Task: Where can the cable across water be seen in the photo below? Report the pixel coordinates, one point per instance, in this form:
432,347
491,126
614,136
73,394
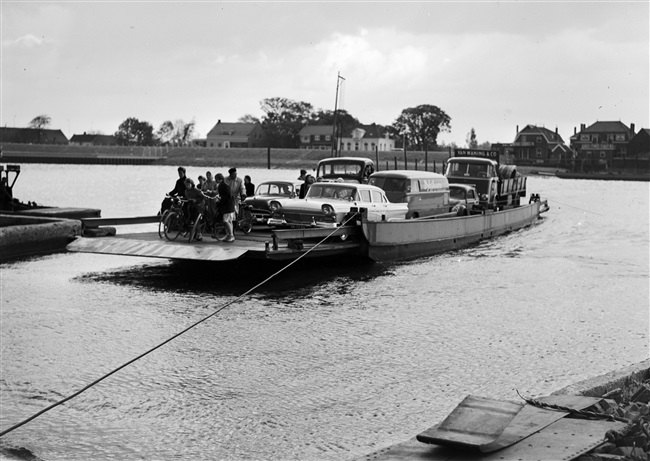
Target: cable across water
219,309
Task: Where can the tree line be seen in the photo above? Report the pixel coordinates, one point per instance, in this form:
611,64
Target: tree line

# # # #

Problem statement -
Output the items word for word, starting at the line that contains "Task: Where can the tree" and ending at the last line of the items, both included.

Answer to the problem -
Task: Where can the tree line be seen in the photo above? Report the pixel coordinates, one point per instance, in this form:
611,64
Target: tree line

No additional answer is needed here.